Recast the data below as a two-column Markdown table headed Row and Line. Include everything from the line containing "For each <instance>" down to the line containing "positive clicks: (445, 183)", both of those lines included, and leave out any blank lines.

Segmentation mask data:
---+---

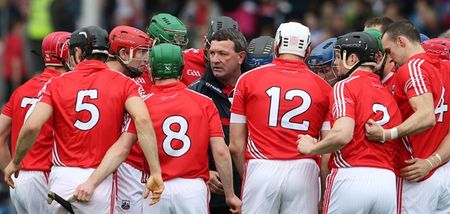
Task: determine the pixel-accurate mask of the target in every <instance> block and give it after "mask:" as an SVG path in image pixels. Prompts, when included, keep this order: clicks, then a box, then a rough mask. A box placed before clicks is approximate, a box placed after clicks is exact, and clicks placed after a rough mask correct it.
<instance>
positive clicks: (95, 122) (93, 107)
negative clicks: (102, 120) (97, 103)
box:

---+---

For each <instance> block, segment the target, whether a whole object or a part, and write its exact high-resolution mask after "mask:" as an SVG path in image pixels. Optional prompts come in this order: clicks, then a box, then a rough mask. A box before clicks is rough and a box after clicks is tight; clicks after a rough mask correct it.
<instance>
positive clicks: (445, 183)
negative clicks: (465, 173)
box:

---+---

Task output:
| Row | Line |
|---|---|
| 1 | For each <instance> block, segment the target, whether a whole object or a part, and write its exact high-resolution mask after "mask:" as an SVG path in image pixels. Optional prompts come in this order: clicks, then a box, then a rough mask. A box before clicks is rough and a box after clicks is tight; clicks after a rough mask correct it. |
| 2 | <instance> |
| 3 | positive clicks: (445, 183) |